----- DATA PROVIDED -----

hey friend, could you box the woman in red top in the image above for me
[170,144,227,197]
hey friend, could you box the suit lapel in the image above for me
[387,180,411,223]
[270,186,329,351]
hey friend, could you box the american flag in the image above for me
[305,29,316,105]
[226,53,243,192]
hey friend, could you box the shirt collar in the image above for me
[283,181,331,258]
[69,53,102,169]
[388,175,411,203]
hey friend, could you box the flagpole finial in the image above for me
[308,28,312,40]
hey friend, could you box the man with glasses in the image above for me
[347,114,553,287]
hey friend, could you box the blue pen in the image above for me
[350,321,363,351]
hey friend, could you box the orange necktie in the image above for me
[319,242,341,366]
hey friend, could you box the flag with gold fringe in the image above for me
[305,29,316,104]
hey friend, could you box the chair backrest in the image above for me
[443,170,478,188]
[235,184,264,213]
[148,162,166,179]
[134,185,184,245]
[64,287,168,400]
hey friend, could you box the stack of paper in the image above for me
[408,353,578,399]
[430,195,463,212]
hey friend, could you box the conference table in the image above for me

-----

DIRECTIONS FOR THIS TASK:
Repeat, exactly, every line from the one containing "hey friend, could you box the shirt" through the final line of the listing above, adding nothing.

THE ANSWER:
hey friend, could you box the shirt collar in the image above for me
[283,181,331,258]
[69,53,102,169]
[388,175,411,203]
hey friend, could you box the flagpole finial in the image above for me
[308,28,312,40]
hey friend, could you box the man with glasses in the image above for me
[347,114,553,287]
hey friend, could you box the blue pen in the image above for me
[350,321,363,351]
hey friend, could you box the orange necktie in the image above for me
[319,242,341,366]
hey friend, could you box the flag with gold fringe in the image above for me
[305,29,316,104]
hey friend, could you box the chair backrest in the image above for me
[443,170,478,188]
[235,184,264,213]
[148,162,166,179]
[134,185,184,245]
[64,287,168,400]
hey friend, could you box the stack of paper in the image above for me
[408,353,578,399]
[430,195,463,212]
hey friend, could you box the conference table in the image above for me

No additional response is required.